> Extrait du document
Un autre témoignage m'a interpelé par la
façon dont la personne parait sûre d'elle sur l'image qu'elle
renvoie et semble assumer totalement qui elle est sur Facebook en allant plus
loin dans ses revendications tout en ayant l'impression de contrôler son
image. L'individu concerné a 18 ans et c'est aussi l'usager qui m'a
répondu être parfaitement conscient du fonctionnement de Facebook
et avoir le contrôle de son profil. Cette même personne, a aussi,
évoqué ne pas comprendre pourquoi des individus étrangers
lui envoyaient des demande d'ajout à sa liste d'amis. Nous pouvons
souligner, ici, une contradiction faisant référence à ses
capacités sur les connaissances du fonctionnement de Facebook assez
minimes. De plus, l'individu ajoute :
« Professionnellement je fais attention à ce
que je mets, plus ou moins sur Facebook. C'est sûr qu'il faut faire
attention. Par exemple, si tu es nazie (rire), non mais faut voir les choses en
grand I Si t'es un nazie tu ne vas pas mettre `'Ouais je suis nazie, je suis
pour Hitler `' sur Facebook. Après, j'assume tout à fait l'image
politique et mes opinions que je démontre. Moi je m'en fou, je vais te
dire que j'ai voté Marine Le Pen et j'étais à fond pour
elle, je l'assume totalement. »
Ce témoignage, assez paradoxal, peut évoquer un
manque de connaissance du réseau social et peut être de
maturité dans son comportement.
En effet, cette même personne étant pour la
défense des animaux fait ce discours. Etant assez surprise de ses
réponses pendant tout l'entretien, j'ai donc eu à faire l'effort
de cacher mon jugement pour qu'il continu ses témoignages. L'analyse du
comportement que j'ai pratiqué me permet de démettre
l'hypothèse que cet individu est l'un des plus influençables par
le biais du réseau social. En effet, son usage de Facebook et le
discours qu'il tient sont contradictoires.
En évoquant qu'il fait attention à ce qu'il dit
sur Facebook en proposant l'exemple d'Hitler mais en dévoilant son
opinion politique tout en défendant la cause animale, me laisse observer
que l'individu possède des connaissances obsolètes même en
terme de culture générale. Ceci me permet d'interpréter
que c'est le profil type de l'usager qui pense contrôler son profil mais
qui, contrairement à ça, peut facilement se laisser «
piéger » par l'algorithme de Facebook.
« La probabilité qu'il m'arrive un danger sur
Facebook est la même que celle d'avoir un accident de voiture ... Je ne
suis pas naïf au point de parler à n'importe qui sur Facebook et
j'arrive à identifier les personnes ou les éléments
malsains, il suffit de bloquer ou de signaler. Je connais le fonctionnement de
Facebook et j'assume ce que je divulgue sur moi. Donc non, je ne suis pas un
parano au point de penser tous les jours à ça. »

> Entrées fournies
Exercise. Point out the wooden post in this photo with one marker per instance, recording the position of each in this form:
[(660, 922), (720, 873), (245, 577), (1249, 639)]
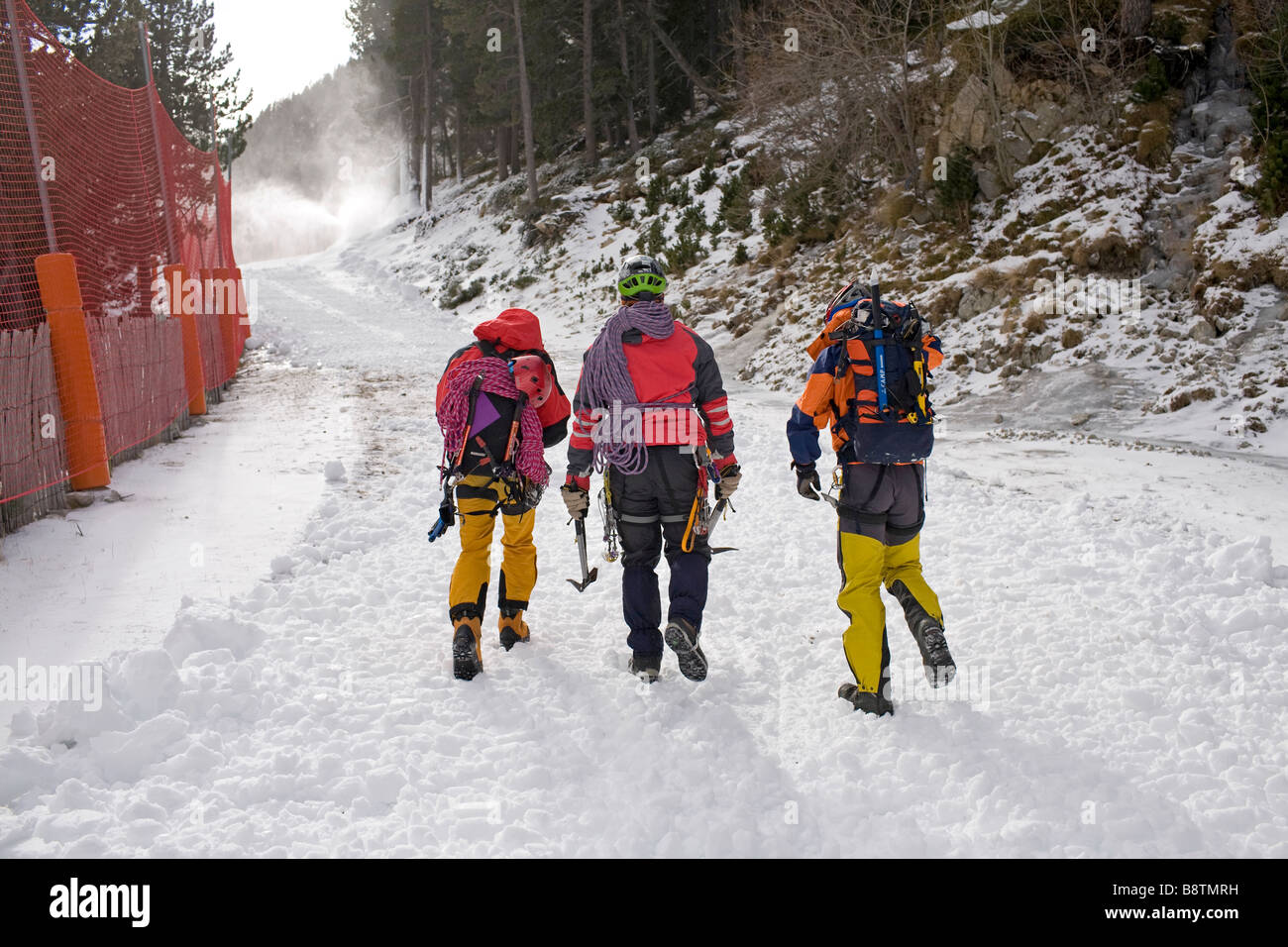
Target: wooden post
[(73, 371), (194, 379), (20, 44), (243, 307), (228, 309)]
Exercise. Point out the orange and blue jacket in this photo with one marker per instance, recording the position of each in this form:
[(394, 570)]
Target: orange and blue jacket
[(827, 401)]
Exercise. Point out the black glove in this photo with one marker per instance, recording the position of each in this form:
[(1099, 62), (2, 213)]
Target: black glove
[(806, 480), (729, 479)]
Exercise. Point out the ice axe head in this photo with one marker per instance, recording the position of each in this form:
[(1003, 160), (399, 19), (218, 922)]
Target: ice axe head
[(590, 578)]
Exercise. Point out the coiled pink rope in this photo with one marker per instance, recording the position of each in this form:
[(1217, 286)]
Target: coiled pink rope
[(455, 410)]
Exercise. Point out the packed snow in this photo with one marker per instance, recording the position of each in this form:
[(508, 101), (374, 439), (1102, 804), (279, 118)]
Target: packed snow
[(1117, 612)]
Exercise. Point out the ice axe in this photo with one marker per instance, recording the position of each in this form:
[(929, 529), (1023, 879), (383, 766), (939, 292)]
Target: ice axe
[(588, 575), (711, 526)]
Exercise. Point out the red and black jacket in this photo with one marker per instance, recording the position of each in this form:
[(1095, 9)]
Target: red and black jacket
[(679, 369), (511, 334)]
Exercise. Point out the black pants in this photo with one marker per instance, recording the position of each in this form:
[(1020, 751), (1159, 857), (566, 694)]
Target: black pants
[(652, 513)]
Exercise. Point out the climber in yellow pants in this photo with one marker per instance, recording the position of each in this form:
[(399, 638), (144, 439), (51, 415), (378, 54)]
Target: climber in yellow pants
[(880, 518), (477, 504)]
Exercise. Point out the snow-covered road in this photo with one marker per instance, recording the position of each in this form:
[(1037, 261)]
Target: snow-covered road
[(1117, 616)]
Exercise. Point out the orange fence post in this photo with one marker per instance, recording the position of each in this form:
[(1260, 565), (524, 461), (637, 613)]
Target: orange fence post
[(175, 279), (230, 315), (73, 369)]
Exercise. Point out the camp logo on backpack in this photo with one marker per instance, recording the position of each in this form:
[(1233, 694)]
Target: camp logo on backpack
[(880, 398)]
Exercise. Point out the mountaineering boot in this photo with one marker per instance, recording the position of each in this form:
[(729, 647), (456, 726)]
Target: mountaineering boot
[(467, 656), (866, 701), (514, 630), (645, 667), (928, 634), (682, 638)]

> Consigne
Dans l'extrait sur les usagers de Facebook, recopiez le passage allant de « Ce témoignage, assez » jusqu'à « tient sont contradictoires. » en remplaçant « réseau social » par « site communautaire ».

> Réponse attendue
Ce témoignage, assez paradoxal, peut évoquer un
manque de connaissance du site communautaire et peut être de
maturité dans son comportement.
En effet, cette même personne étant pour la
défense des animaux fait ce discours. Etant assez surprise de ses
réponses pendant tout l'entretien, j'ai donc eu à faire l'effort
de cacher mon jugement pour qu'il continu ses témoignages. L'analyse du
comportement que j'ai pratiqué me permet de démettre
l'hypothèse que cet individu est l'un des plus influençables par
le biais du site communautaire. En effet, son usage de Facebook et le
discours qu'il tient sont contradictoires.